TASK STATEMENT: Return all the entries word for word, minus the pictures.

PROVIDED INFORMATION:
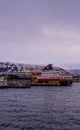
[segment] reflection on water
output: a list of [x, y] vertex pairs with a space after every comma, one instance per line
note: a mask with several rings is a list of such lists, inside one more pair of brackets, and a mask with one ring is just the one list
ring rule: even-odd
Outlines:
[[0, 89], [0, 130], [80, 130], [80, 83]]

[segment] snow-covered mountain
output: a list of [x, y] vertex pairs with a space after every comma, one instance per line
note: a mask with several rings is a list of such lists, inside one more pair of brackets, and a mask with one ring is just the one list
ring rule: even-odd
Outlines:
[[[33, 70], [33, 69], [41, 70], [44, 67], [45, 67], [45, 65], [0, 62], [0, 72], [16, 72], [16, 71]], [[56, 67], [54, 67], [54, 69], [56, 69]], [[61, 68], [57, 67], [57, 69], [61, 69]], [[67, 70], [74, 76], [80, 75], [79, 67], [77, 69], [76, 69], [76, 67], [75, 68], [71, 67], [71, 68], [67, 68], [65, 70]]]
[[80, 76], [80, 69], [69, 69], [68, 70], [73, 76]]
[[65, 67], [73, 76], [80, 76], [80, 65], [72, 65]]
[[0, 72], [16, 72], [23, 70], [42, 69], [43, 66], [33, 64], [19, 64], [11, 62], [0, 62]]

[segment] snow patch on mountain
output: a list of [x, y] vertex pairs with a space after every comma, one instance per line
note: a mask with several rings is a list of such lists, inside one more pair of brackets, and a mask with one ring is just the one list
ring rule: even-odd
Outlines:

RESPONSE:
[segment] reflection on water
output: a list of [x, y] vertex pairs with a space after every comma, one instance per line
note: a mask with several rings is a list of such lists, inside one more pair of brackets, and a mask with one ring is just the one list
ring rule: even-odd
Outlines:
[[0, 89], [0, 130], [80, 130], [80, 83]]

[segment] snow-covered mountain
output: a list of [x, y] vertex pairs with a space after every comma, one instance per line
note: a mask with several rings is a list of such lists, inside one more pair of brackets, and a mask with one ring is just the one list
ring rule: even-odd
Outlines:
[[[33, 70], [33, 69], [41, 70], [44, 67], [45, 67], [45, 65], [0, 62], [0, 72], [16, 72], [16, 71]], [[56, 67], [54, 67], [54, 69], [56, 69]], [[61, 68], [57, 67], [57, 69], [61, 69]], [[67, 70], [74, 76], [80, 75], [79, 67], [77, 69], [76, 69], [76, 67], [75, 68], [71, 67], [71, 68], [67, 68], [65, 70]]]
[[80, 76], [80, 69], [69, 69], [68, 70], [73, 76]]
[[65, 67], [73, 76], [80, 76], [80, 65], [72, 65]]
[[0, 72], [16, 72], [23, 70], [42, 69], [43, 66], [33, 64], [19, 64], [11, 62], [0, 62]]

[segment] snow patch on mountain
output: a list of [x, y] vertex pairs with a space after every comma, one instance per line
note: a mask with several rings is a list of such lists, inside one more pair of brackets, and a mask with one ring is just the one list
ring rule: even-odd
Outlines:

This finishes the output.